__WORK REQUIRED__.
Write out exactly the line containing "In this exercise you will spot the white car" and all lines that come after it in the listing below, through the very last one.

__MATERIAL PROVIDED__.
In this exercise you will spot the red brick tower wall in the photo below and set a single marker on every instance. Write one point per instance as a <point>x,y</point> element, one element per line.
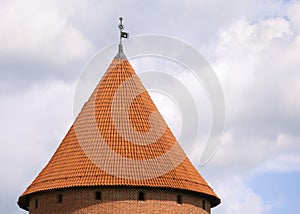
<point>117,200</point>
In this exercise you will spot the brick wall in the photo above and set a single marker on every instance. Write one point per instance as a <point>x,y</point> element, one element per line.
<point>116,200</point>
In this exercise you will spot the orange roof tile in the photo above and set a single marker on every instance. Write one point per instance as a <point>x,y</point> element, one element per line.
<point>119,139</point>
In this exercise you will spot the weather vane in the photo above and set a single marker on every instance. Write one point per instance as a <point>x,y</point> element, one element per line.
<point>122,34</point>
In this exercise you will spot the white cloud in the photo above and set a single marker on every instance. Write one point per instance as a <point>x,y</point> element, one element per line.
<point>32,125</point>
<point>39,30</point>
<point>236,196</point>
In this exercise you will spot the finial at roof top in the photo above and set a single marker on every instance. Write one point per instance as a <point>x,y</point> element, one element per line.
<point>120,54</point>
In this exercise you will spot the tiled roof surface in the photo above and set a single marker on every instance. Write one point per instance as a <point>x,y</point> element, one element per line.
<point>81,160</point>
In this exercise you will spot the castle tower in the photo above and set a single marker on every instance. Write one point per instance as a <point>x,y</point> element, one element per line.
<point>119,156</point>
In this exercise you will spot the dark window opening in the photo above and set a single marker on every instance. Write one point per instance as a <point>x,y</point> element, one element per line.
<point>141,196</point>
<point>59,198</point>
<point>179,199</point>
<point>36,203</point>
<point>98,196</point>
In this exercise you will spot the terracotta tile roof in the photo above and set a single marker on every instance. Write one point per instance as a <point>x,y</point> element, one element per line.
<point>119,139</point>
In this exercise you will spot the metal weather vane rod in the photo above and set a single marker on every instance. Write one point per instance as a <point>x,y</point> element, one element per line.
<point>122,33</point>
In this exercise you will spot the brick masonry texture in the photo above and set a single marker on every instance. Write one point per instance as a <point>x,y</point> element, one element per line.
<point>117,200</point>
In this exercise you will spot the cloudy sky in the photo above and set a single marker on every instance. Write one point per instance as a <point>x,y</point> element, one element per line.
<point>252,45</point>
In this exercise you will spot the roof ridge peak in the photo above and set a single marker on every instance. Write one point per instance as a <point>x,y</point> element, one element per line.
<point>120,54</point>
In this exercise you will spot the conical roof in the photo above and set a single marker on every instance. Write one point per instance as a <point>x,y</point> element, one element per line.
<point>119,139</point>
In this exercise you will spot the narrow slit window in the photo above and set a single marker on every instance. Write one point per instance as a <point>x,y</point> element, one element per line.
<point>36,204</point>
<point>98,196</point>
<point>179,199</point>
<point>141,196</point>
<point>59,198</point>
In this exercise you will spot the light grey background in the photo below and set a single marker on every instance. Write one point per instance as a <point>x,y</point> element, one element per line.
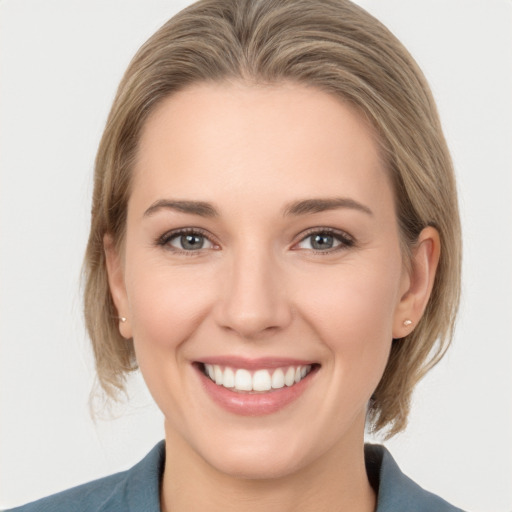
<point>60,63</point>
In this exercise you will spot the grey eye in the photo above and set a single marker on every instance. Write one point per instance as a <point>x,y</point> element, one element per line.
<point>320,242</point>
<point>190,242</point>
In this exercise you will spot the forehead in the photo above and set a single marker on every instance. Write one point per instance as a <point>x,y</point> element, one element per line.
<point>251,139</point>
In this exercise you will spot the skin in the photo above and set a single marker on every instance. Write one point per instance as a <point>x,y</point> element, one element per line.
<point>258,288</point>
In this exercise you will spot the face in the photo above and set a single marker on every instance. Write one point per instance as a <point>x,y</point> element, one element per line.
<point>261,274</point>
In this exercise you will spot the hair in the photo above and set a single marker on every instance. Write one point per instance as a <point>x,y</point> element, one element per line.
<point>332,45</point>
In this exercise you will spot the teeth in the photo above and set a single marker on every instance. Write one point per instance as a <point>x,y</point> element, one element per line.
<point>243,380</point>
<point>228,379</point>
<point>260,380</point>
<point>289,378</point>
<point>278,379</point>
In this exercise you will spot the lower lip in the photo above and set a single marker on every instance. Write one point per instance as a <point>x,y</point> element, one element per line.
<point>255,404</point>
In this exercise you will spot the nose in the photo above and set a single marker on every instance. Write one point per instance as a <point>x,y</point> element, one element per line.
<point>254,300</point>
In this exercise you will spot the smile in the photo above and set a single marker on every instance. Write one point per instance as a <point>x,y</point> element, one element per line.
<point>262,380</point>
<point>255,387</point>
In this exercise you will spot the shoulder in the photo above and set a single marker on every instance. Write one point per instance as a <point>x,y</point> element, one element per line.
<point>136,489</point>
<point>395,491</point>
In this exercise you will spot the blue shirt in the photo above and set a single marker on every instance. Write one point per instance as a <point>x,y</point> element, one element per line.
<point>138,489</point>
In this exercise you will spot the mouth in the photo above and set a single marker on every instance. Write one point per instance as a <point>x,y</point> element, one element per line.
<point>253,388</point>
<point>263,380</point>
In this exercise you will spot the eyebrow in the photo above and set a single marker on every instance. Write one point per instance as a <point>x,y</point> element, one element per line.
<point>200,208</point>
<point>296,208</point>
<point>309,206</point>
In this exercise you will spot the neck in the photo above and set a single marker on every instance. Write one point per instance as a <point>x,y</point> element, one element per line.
<point>335,481</point>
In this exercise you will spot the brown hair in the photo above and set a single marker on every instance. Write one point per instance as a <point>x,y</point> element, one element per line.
<point>339,48</point>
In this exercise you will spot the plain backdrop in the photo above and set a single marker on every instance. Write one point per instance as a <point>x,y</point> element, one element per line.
<point>60,63</point>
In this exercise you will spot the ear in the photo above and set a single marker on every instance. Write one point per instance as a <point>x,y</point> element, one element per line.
<point>417,282</point>
<point>115,272</point>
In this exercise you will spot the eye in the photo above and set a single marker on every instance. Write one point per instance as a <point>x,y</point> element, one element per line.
<point>325,240</point>
<point>189,240</point>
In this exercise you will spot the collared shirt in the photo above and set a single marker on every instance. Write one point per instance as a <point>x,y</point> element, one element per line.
<point>138,489</point>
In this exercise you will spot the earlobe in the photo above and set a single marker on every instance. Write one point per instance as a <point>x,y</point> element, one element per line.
<point>419,283</point>
<point>117,284</point>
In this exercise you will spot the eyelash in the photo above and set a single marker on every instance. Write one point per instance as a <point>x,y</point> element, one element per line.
<point>166,238</point>
<point>346,241</point>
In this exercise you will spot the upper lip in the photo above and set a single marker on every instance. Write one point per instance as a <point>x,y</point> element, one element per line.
<point>255,363</point>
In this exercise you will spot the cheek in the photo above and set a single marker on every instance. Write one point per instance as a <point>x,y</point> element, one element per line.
<point>166,304</point>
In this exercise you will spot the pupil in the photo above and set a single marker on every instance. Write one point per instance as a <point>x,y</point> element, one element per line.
<point>191,242</point>
<point>322,242</point>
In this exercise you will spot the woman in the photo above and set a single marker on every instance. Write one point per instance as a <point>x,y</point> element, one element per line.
<point>275,243</point>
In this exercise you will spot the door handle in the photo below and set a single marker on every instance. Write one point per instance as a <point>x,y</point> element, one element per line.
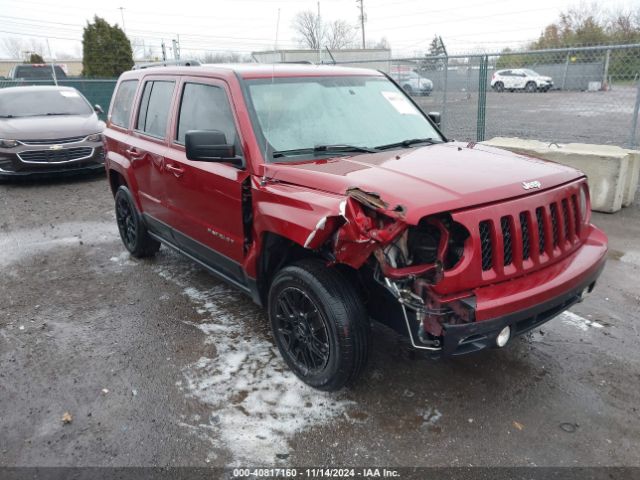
<point>134,153</point>
<point>177,171</point>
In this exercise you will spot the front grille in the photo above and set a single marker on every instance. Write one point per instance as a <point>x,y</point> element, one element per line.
<point>506,239</point>
<point>524,227</point>
<point>518,234</point>
<point>487,247</point>
<point>540,219</point>
<point>554,224</point>
<point>565,218</point>
<point>55,156</point>
<point>53,141</point>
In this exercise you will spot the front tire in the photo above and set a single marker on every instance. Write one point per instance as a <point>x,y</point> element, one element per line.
<point>319,324</point>
<point>132,230</point>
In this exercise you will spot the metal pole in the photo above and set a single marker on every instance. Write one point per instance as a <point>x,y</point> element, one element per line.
<point>444,80</point>
<point>53,67</point>
<point>319,33</point>
<point>606,70</point>
<point>482,98</point>
<point>275,47</point>
<point>122,15</point>
<point>566,68</point>
<point>362,21</point>
<point>634,120</point>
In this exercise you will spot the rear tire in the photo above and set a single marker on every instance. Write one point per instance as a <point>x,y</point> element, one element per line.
<point>133,232</point>
<point>319,324</point>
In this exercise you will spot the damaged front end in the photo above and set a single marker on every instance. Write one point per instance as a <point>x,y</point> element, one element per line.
<point>400,263</point>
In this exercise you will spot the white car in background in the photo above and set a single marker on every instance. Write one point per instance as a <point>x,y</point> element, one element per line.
<point>413,83</point>
<point>520,79</point>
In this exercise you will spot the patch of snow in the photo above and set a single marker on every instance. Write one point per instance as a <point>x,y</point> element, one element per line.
<point>258,403</point>
<point>575,320</point>
<point>16,245</point>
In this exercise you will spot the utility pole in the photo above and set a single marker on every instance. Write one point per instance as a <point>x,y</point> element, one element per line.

__RESPONSE TO THIS EXERCISE__.
In this exercise you will spot the white car in background in the photo above and set a single marker on every instance. Write one point per instance as a <point>x,y</point> element, one element per line.
<point>413,83</point>
<point>520,79</point>
In this exercise you will spot the patch of snow in the photo above and set a single marker on every instance. Write one point per instance as a <point>x,y</point> element, one element per line.
<point>258,403</point>
<point>575,320</point>
<point>16,245</point>
In this exercise you will spot the utility pole in the photo above and set a single marker on every instance. Write one point per instance as a <point>x,y</point> element, one element per line.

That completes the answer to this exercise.